-- start --
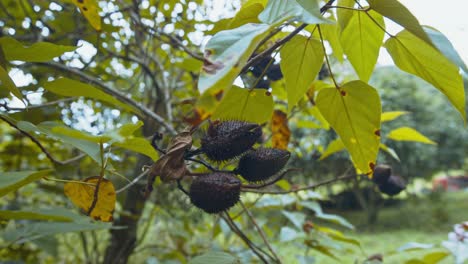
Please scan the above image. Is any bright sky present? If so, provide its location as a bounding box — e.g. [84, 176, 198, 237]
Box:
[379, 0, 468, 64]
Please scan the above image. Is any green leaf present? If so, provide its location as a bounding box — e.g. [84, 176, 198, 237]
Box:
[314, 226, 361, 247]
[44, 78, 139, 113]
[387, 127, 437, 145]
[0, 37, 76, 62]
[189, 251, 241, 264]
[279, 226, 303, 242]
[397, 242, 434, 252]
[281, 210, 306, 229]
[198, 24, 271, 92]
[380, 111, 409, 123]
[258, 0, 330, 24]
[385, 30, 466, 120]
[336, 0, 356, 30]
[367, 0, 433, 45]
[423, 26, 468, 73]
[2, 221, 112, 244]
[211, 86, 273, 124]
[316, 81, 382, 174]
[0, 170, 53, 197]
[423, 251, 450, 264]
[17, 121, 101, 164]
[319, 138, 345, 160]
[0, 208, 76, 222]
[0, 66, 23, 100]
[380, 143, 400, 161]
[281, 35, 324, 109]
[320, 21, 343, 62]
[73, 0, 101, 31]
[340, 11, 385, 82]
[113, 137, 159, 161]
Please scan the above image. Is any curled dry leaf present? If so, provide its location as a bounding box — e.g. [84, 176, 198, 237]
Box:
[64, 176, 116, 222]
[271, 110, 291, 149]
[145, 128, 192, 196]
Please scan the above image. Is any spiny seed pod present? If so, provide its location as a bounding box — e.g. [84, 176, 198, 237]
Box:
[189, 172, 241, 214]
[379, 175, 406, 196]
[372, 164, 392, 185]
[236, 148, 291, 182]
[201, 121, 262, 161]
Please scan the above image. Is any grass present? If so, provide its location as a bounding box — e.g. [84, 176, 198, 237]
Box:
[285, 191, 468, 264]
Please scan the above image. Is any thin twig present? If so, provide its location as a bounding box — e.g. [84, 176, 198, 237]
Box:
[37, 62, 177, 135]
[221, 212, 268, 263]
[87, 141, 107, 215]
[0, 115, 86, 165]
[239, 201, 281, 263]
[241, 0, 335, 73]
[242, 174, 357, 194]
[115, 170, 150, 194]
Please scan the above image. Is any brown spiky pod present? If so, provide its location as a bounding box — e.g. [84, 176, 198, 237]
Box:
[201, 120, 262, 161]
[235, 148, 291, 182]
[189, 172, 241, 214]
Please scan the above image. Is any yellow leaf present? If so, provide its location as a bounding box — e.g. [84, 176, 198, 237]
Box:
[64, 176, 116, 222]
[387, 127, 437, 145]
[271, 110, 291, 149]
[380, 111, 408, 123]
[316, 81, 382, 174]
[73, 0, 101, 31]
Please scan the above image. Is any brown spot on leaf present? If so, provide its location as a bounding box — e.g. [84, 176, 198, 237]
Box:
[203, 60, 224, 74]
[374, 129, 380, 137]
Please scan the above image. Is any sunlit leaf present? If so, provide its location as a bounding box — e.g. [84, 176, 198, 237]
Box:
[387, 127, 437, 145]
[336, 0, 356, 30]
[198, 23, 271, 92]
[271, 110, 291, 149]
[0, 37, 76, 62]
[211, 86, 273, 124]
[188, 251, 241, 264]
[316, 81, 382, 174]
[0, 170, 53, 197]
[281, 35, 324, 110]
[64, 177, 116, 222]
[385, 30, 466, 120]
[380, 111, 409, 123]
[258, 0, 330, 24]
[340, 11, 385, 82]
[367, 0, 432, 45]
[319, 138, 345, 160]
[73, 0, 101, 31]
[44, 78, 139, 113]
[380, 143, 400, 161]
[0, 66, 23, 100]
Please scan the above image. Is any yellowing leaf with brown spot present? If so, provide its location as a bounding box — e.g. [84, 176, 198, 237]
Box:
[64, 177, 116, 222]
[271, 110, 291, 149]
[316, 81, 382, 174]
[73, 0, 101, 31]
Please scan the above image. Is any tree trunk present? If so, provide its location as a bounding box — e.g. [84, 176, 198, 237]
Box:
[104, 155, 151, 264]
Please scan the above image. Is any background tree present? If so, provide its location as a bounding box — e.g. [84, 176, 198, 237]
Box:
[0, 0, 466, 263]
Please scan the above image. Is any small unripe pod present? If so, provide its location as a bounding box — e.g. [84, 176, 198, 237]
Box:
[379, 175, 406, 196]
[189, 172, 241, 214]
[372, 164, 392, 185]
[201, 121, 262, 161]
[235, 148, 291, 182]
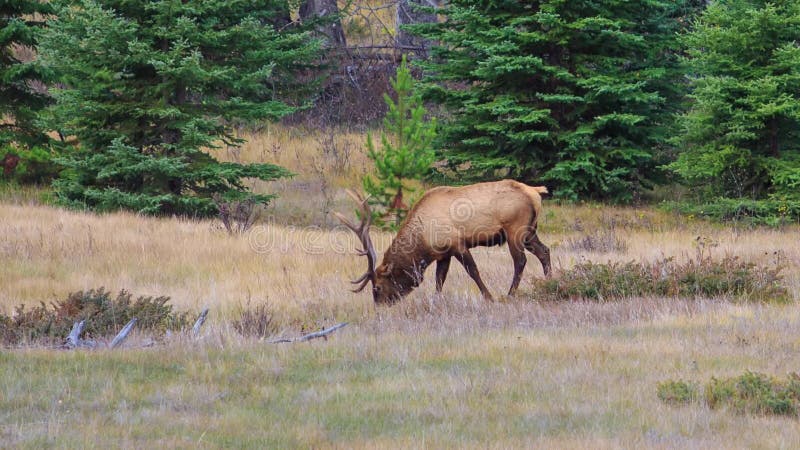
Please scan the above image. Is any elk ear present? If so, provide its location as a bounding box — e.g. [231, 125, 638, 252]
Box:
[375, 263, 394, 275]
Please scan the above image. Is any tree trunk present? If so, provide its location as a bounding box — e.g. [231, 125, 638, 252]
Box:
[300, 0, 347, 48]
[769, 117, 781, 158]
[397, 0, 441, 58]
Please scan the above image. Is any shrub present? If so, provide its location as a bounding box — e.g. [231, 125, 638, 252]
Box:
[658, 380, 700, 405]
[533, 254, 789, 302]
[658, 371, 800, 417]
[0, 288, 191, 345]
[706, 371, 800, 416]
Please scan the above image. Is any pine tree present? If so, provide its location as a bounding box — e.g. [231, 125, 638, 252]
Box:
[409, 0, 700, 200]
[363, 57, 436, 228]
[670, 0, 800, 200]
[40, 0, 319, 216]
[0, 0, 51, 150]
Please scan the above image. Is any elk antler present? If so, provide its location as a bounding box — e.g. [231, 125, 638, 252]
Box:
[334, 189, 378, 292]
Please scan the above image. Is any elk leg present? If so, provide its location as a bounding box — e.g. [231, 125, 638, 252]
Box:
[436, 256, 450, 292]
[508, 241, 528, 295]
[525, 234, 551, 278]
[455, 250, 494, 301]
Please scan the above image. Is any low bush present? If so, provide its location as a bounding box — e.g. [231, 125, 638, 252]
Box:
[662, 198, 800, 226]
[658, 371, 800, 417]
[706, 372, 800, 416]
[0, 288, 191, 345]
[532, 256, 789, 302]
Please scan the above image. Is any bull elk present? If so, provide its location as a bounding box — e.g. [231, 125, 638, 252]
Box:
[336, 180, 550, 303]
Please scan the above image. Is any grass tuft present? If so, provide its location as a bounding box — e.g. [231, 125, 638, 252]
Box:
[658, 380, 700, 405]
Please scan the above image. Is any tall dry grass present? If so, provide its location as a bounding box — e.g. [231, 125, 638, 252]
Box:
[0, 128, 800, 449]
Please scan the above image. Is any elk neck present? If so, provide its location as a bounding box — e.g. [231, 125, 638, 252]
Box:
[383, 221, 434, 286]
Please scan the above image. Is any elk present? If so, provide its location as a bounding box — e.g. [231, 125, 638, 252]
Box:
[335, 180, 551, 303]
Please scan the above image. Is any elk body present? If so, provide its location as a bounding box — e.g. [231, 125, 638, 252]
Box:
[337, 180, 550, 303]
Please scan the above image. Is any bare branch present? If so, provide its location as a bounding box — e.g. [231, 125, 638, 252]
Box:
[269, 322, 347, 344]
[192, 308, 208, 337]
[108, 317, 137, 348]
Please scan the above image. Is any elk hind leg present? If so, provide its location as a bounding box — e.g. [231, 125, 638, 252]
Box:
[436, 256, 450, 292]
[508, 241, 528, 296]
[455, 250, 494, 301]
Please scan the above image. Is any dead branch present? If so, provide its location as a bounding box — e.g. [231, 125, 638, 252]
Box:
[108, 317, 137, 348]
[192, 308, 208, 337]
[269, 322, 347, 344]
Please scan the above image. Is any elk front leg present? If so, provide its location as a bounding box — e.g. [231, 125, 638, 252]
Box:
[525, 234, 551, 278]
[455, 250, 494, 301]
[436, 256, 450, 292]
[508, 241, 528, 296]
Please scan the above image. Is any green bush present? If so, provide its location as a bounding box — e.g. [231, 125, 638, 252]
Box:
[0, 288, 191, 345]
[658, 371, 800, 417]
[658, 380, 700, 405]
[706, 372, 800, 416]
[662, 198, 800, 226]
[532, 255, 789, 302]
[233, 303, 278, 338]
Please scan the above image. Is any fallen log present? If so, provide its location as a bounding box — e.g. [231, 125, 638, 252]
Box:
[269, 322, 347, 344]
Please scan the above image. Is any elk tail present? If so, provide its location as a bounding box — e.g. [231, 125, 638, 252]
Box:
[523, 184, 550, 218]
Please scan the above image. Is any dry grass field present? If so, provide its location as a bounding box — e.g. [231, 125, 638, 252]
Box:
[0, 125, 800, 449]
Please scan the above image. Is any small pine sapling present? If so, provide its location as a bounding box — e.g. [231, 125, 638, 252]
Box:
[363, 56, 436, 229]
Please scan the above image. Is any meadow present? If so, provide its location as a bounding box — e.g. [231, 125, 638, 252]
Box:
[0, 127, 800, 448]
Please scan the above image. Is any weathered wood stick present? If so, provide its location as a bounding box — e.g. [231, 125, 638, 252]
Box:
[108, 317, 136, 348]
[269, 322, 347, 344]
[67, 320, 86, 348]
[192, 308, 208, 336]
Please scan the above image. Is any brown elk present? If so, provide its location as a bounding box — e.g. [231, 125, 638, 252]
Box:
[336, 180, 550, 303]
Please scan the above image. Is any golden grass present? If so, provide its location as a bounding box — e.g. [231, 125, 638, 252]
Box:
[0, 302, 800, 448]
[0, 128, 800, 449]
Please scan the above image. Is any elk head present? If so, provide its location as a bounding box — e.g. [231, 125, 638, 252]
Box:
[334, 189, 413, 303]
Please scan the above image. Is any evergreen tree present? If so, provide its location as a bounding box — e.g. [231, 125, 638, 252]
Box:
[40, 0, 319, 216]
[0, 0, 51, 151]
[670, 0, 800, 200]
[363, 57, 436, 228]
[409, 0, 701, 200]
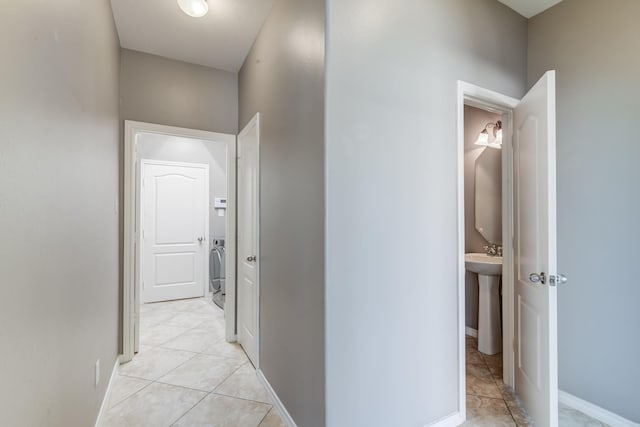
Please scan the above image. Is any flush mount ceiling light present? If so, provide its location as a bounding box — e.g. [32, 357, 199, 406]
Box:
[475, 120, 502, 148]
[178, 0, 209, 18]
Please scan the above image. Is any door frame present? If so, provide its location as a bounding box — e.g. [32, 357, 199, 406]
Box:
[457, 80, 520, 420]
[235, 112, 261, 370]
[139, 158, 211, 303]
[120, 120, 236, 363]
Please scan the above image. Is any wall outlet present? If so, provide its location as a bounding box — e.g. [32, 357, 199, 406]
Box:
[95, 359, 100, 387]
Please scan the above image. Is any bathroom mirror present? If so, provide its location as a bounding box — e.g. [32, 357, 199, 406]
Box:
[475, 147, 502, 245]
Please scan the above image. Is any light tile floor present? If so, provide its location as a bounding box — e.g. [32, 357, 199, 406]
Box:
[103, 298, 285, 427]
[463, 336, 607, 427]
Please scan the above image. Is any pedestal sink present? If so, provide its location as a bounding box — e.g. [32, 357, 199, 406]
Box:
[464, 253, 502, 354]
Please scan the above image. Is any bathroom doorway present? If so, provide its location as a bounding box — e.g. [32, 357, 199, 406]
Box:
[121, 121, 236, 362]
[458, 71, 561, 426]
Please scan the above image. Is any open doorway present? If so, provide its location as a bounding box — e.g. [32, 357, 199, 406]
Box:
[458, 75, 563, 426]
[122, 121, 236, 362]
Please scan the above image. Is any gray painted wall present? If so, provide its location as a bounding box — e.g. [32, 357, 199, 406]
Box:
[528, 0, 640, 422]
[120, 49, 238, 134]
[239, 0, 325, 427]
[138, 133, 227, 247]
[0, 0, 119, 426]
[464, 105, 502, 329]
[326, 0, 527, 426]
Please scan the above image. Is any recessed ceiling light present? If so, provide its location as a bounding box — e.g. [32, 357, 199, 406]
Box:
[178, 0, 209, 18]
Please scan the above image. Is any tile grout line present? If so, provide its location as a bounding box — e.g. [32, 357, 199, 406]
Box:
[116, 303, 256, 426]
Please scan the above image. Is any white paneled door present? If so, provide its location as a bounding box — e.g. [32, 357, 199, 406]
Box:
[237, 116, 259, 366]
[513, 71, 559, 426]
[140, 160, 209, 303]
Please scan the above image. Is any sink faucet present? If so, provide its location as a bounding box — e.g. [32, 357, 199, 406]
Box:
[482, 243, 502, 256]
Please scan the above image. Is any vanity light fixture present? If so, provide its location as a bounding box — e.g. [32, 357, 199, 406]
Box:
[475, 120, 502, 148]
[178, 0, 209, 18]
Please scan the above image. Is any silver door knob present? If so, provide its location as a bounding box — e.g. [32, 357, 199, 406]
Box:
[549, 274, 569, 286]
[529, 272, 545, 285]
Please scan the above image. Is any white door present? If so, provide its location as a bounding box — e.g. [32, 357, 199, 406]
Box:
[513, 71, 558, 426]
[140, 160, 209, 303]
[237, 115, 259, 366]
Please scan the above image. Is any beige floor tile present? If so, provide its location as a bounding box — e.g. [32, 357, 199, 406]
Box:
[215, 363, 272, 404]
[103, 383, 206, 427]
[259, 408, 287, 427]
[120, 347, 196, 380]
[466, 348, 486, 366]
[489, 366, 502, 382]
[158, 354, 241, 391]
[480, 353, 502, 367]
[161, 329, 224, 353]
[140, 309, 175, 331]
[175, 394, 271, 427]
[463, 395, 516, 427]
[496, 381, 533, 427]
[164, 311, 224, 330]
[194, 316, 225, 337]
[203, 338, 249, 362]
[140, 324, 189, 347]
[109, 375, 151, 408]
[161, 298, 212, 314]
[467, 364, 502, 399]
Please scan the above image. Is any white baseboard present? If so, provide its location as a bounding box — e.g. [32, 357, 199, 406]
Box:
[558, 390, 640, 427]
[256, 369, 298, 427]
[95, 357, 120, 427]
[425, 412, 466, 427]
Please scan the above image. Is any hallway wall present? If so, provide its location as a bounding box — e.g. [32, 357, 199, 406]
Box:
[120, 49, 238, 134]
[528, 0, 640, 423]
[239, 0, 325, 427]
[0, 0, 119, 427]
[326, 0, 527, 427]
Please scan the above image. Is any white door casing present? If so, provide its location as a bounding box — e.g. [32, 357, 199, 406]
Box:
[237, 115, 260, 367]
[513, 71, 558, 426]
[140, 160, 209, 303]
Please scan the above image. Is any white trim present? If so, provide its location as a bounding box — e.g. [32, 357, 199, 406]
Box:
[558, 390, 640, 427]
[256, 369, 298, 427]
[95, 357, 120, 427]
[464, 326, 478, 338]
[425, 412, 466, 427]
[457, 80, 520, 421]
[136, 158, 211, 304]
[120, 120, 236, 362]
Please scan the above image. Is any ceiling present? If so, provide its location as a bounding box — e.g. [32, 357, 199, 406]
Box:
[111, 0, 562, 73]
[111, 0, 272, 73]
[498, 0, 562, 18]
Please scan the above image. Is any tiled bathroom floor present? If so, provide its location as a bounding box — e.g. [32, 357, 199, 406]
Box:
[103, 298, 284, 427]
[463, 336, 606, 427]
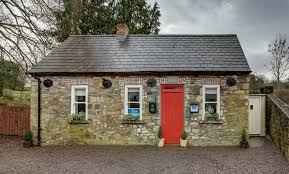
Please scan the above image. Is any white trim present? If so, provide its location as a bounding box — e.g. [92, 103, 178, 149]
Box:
-- end --
> **Task details**
Lay out the lines of the records from the one containing "Please scan the above image. Is any bathroom mirror" through the one containing "[464, 253, 502, 354]", both included, as a numbered list. Leave out any blank lines.

> **Solved problem**
1. Please scan the above image. Is any bathroom mirror present? If so, provide its location as a bounding box — e.g. [32, 357, 199, 406]
2. Box:
3. [475, 147, 502, 245]
4. Please scan the above image. Is any light tile floor present? If so, provide its location as a bounding box — e.g. [32, 357, 199, 406]
5. Box:
6. [103, 298, 285, 427]
7. [463, 336, 607, 427]
8. Please scan the above image. Is any pedestal sink present? If so, provide its location as a bounding box — e.g. [32, 357, 199, 406]
9. Box:
10. [464, 253, 502, 354]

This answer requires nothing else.